Reproduce every line of the listing below, requests included. Multiply each point coordinate in the answers by 2.15 and round it to a whole number, rounding halves up, and leave all the request wording unchanged.
** Start Supplied entries **
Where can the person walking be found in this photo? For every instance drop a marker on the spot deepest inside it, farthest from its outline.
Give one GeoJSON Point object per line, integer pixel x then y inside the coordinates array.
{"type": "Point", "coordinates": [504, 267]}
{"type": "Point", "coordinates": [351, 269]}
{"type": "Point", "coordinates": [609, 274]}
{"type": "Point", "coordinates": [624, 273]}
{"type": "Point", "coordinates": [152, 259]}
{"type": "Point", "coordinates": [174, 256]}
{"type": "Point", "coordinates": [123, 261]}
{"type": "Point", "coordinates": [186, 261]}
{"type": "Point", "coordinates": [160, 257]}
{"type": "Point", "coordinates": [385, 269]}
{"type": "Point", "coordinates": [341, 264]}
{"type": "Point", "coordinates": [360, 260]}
** End Supplied entries **
### Exercise result
Where can the person walking be found in this photo? For every instance drop a marker on the spot deepest inside it, farthest from its outline.
Give one GeoJSON Point object per line, integer pixel x then y inside the coordinates array.
{"type": "Point", "coordinates": [1084, 574]}
{"type": "Point", "coordinates": [755, 578]}
{"type": "Point", "coordinates": [1309, 589]}
{"type": "Point", "coordinates": [1342, 587]}
{"type": "Point", "coordinates": [327, 557]}
{"type": "Point", "coordinates": [374, 550]}
{"type": "Point", "coordinates": [264, 561]}
{"type": "Point", "coordinates": [400, 561]}
{"type": "Point", "coordinates": [344, 553]}
{"type": "Point", "coordinates": [828, 578]}
{"type": "Point", "coordinates": [733, 568]}
{"type": "Point", "coordinates": [774, 559]}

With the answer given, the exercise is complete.